* [WHAT YOU NEED TO DO]
Go through the listing beneath and show each line containing the string "table".
──────── GIVEN DATA ────────
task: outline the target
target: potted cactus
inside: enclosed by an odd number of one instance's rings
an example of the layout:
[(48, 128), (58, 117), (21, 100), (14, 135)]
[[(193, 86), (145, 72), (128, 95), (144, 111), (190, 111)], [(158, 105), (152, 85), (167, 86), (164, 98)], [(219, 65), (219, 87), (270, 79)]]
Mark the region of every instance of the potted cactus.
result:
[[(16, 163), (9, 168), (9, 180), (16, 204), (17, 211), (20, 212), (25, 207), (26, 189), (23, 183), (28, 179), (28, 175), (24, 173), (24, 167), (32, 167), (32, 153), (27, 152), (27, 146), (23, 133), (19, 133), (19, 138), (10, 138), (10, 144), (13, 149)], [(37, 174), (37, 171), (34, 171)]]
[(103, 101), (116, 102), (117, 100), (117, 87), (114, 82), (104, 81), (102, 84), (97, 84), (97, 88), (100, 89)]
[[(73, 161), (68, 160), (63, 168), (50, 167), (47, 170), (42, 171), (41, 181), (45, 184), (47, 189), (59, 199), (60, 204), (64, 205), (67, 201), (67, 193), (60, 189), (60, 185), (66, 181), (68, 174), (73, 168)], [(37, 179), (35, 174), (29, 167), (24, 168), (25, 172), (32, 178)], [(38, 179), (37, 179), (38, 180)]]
────────
──────── GIVEN DATA ────────
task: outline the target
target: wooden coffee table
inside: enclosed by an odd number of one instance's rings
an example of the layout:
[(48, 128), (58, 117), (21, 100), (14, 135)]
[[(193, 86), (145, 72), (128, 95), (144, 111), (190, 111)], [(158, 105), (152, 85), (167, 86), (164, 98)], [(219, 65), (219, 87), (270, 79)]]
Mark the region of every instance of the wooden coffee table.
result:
────────
* [OUTPUT]
target: wooden coffee table
Mark the region of every instance of the wooden coffee table.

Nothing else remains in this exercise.